* Task details *
Please format every line of the items below as a JSON list of strings, one string per line, with blank lines left out.

* Working data *
** begin **

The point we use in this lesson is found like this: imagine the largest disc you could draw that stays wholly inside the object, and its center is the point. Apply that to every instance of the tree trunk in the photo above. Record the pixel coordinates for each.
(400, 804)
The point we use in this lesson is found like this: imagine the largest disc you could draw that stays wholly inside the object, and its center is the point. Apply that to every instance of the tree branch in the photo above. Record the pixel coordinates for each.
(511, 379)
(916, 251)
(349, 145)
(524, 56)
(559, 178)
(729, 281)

** end **

* Exercise response *
[
  "The point we use in this lesson is found like this: imagine the largest disc you could draw that stays wholly inside the object, and its center is the point. Apply that to every instance of the tree trunk in the photo above. Record the pixel coordinates for each.",
  "(400, 804)",
  "The point we use in this lesson is found like this: imagine the largest disc you could draw that stays wholly inside the object, and its center is the point. Apply that to every instance of the tree branch in the photo above. Record the pixel coordinates for each.",
  "(511, 379)",
  "(916, 251)",
  "(349, 145)",
  "(524, 56)",
  "(559, 178)",
  "(729, 281)"
]